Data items
::::::

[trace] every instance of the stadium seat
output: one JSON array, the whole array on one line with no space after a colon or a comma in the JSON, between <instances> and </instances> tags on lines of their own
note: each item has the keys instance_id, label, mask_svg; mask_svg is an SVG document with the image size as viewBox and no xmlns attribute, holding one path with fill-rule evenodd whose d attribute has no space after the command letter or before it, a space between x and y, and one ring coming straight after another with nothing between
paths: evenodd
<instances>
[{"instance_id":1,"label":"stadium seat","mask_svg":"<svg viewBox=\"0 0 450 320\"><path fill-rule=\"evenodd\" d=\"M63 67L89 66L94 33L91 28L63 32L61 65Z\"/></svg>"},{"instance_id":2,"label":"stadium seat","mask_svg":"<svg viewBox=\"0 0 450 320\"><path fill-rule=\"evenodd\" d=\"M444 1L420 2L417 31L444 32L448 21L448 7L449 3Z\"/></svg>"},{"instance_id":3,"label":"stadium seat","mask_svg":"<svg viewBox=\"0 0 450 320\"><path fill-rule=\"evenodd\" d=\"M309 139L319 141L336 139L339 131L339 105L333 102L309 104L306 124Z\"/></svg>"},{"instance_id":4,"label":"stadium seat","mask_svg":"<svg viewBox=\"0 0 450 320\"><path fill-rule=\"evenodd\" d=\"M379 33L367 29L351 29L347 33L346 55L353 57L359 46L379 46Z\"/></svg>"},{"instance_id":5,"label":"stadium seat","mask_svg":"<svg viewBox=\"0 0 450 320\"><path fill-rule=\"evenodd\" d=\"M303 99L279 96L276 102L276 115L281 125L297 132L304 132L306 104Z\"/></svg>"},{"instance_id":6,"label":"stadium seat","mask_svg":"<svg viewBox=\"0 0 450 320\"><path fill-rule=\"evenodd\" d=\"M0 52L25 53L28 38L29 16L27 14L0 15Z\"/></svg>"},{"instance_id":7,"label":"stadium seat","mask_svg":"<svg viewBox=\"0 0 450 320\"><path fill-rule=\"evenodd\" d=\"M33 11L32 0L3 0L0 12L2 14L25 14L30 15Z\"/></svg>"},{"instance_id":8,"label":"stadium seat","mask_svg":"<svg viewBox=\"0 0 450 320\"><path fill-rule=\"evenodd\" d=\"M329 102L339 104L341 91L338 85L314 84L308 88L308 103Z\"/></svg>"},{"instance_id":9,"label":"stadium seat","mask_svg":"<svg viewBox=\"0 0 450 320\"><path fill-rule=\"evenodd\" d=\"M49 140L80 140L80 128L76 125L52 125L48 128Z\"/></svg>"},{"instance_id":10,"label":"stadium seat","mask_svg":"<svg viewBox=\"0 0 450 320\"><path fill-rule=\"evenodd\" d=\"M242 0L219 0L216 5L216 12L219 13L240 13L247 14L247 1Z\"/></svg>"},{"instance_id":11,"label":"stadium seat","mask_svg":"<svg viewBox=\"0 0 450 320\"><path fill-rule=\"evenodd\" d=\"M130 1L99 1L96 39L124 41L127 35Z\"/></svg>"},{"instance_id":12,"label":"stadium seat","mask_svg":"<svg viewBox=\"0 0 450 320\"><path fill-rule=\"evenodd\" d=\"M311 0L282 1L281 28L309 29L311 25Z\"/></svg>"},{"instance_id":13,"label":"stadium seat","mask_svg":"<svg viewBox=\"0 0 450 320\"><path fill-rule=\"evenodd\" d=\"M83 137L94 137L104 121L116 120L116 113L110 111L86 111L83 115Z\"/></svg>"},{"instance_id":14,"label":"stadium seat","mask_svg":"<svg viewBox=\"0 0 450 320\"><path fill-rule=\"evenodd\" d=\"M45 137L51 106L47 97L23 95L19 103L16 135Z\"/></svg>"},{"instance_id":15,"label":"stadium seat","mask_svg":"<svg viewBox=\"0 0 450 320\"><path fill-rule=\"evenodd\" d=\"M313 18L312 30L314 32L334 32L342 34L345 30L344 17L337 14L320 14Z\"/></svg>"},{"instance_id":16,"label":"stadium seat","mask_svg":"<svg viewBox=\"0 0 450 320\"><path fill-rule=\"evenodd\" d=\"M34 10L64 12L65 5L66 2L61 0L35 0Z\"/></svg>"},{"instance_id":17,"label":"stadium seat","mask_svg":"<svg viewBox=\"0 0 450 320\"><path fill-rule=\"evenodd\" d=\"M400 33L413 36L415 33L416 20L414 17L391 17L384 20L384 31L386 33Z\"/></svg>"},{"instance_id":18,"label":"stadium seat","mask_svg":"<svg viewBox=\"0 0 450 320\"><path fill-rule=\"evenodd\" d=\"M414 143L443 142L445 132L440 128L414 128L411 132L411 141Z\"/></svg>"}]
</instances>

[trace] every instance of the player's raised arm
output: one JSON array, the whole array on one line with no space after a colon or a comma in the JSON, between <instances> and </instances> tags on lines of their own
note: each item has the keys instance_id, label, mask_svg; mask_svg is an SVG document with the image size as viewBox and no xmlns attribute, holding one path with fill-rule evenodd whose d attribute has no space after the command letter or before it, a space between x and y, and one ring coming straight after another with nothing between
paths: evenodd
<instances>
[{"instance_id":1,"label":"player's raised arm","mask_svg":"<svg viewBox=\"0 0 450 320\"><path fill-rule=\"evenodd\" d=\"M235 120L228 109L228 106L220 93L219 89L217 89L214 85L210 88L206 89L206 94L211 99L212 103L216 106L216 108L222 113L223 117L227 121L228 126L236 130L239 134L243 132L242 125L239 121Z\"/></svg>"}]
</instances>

::::::

Exercise aim
Top to bottom, the records above must be output exactly.

Solution
[trace] every instance of the stadium seat
output: one JSON array, the whole array on one line with no space after a colon or a comma in the JSON, between <instances> and </instances> tags on lines of their own
note: each item has the keys instance_id, label, mask_svg; mask_svg is an SVG document with the image size as viewBox and no xmlns attribute, holding one path with fill-rule evenodd whose d attribute has no space after the command letter or before it, a space between x and y, and one ring coming straight after another with nothing between
paths: evenodd
<instances>
[{"instance_id":1,"label":"stadium seat","mask_svg":"<svg viewBox=\"0 0 450 320\"><path fill-rule=\"evenodd\" d=\"M63 67L89 66L94 33L91 28L63 32L61 65Z\"/></svg>"},{"instance_id":2,"label":"stadium seat","mask_svg":"<svg viewBox=\"0 0 450 320\"><path fill-rule=\"evenodd\" d=\"M444 1L420 2L417 31L444 32L448 21L448 7L449 3Z\"/></svg>"},{"instance_id":3,"label":"stadium seat","mask_svg":"<svg viewBox=\"0 0 450 320\"><path fill-rule=\"evenodd\" d=\"M309 139L319 141L336 139L339 131L339 105L333 102L309 104L306 124Z\"/></svg>"},{"instance_id":4,"label":"stadium seat","mask_svg":"<svg viewBox=\"0 0 450 320\"><path fill-rule=\"evenodd\" d=\"M379 33L367 29L351 29L347 33L346 55L353 57L359 46L379 46Z\"/></svg>"},{"instance_id":5,"label":"stadium seat","mask_svg":"<svg viewBox=\"0 0 450 320\"><path fill-rule=\"evenodd\" d=\"M303 99L279 96L276 102L276 115L281 125L297 132L304 132L306 104Z\"/></svg>"},{"instance_id":6,"label":"stadium seat","mask_svg":"<svg viewBox=\"0 0 450 320\"><path fill-rule=\"evenodd\" d=\"M0 52L25 53L28 38L29 16L27 14L0 15Z\"/></svg>"},{"instance_id":7,"label":"stadium seat","mask_svg":"<svg viewBox=\"0 0 450 320\"><path fill-rule=\"evenodd\" d=\"M33 11L32 0L3 0L0 12L2 14L25 14L30 15Z\"/></svg>"},{"instance_id":8,"label":"stadium seat","mask_svg":"<svg viewBox=\"0 0 450 320\"><path fill-rule=\"evenodd\" d=\"M329 102L339 104L341 91L338 85L314 84L308 88L308 103Z\"/></svg>"},{"instance_id":9,"label":"stadium seat","mask_svg":"<svg viewBox=\"0 0 450 320\"><path fill-rule=\"evenodd\" d=\"M49 140L80 140L80 128L76 125L52 125L48 128Z\"/></svg>"},{"instance_id":10,"label":"stadium seat","mask_svg":"<svg viewBox=\"0 0 450 320\"><path fill-rule=\"evenodd\" d=\"M242 0L219 0L216 5L216 12L219 13L240 13L247 14L247 1Z\"/></svg>"},{"instance_id":11,"label":"stadium seat","mask_svg":"<svg viewBox=\"0 0 450 320\"><path fill-rule=\"evenodd\" d=\"M130 1L99 1L96 39L124 41L127 35Z\"/></svg>"},{"instance_id":12,"label":"stadium seat","mask_svg":"<svg viewBox=\"0 0 450 320\"><path fill-rule=\"evenodd\" d=\"M311 0L282 1L281 28L309 29L311 25Z\"/></svg>"},{"instance_id":13,"label":"stadium seat","mask_svg":"<svg viewBox=\"0 0 450 320\"><path fill-rule=\"evenodd\" d=\"M83 137L94 137L104 121L116 120L116 113L110 111L86 111L83 115Z\"/></svg>"},{"instance_id":14,"label":"stadium seat","mask_svg":"<svg viewBox=\"0 0 450 320\"><path fill-rule=\"evenodd\" d=\"M45 137L51 106L47 97L23 95L19 103L16 135Z\"/></svg>"},{"instance_id":15,"label":"stadium seat","mask_svg":"<svg viewBox=\"0 0 450 320\"><path fill-rule=\"evenodd\" d=\"M313 18L312 30L314 32L334 32L342 34L345 30L344 17L337 14L320 14Z\"/></svg>"},{"instance_id":16,"label":"stadium seat","mask_svg":"<svg viewBox=\"0 0 450 320\"><path fill-rule=\"evenodd\" d=\"M34 10L64 12L65 5L66 2L61 0L35 0Z\"/></svg>"},{"instance_id":17,"label":"stadium seat","mask_svg":"<svg viewBox=\"0 0 450 320\"><path fill-rule=\"evenodd\" d=\"M400 33L413 36L415 33L416 20L414 17L391 17L384 20L384 31L386 33Z\"/></svg>"},{"instance_id":18,"label":"stadium seat","mask_svg":"<svg viewBox=\"0 0 450 320\"><path fill-rule=\"evenodd\" d=\"M414 143L443 142L445 132L440 128L414 128L411 132L411 141Z\"/></svg>"}]
</instances>

[trace] every instance of the player's raised arm
output: one JSON array, the whole array on one line with no space after a colon or a comma in the JSON, between <instances> and </instances> tags on lines of their own
note: each item has the keys instance_id, label, mask_svg; mask_svg is an SVG document with the image size as viewBox and no xmlns attribute, holding one path with fill-rule evenodd whose d attribute has no space after the command letter or before it, a space between x and y, and one ring coming straight after another with nothing between
paths: evenodd
<instances>
[{"instance_id":1,"label":"player's raised arm","mask_svg":"<svg viewBox=\"0 0 450 320\"><path fill-rule=\"evenodd\" d=\"M235 120L228 109L228 106L220 93L219 89L217 89L214 85L210 88L206 89L206 94L211 99L212 103L216 106L216 108L222 113L223 117L227 121L228 126L236 130L239 134L243 132L242 125L239 121Z\"/></svg>"}]
</instances>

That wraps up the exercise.